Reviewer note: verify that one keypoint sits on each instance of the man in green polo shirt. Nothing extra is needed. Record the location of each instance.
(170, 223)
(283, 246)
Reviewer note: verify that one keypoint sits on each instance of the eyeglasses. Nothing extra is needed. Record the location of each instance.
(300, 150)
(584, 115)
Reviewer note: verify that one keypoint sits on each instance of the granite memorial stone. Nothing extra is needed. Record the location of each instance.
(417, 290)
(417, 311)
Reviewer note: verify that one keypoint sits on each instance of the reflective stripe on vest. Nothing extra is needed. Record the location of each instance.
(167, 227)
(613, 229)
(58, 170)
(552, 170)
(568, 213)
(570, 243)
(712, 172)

________________________

--- WORK INSTRUCTIONS ---
Lay out the rows as a two-column CSV with the columns note and points, starting at the row that contains "of the reflective" and ending at the last row. Give each row one CSV line with its text and its answer, each in a single quoted field, and turn line breaks into spaces.

--- EXPECTED ANSWER ---
note,points
"Reviewer note: verify that one keypoint sits on each instance of the reflective stripe on vest. Nothing extra is needed. Record the location of each instance.","(167, 227) (613, 229) (58, 170) (552, 170) (568, 213) (570, 243) (712, 172)"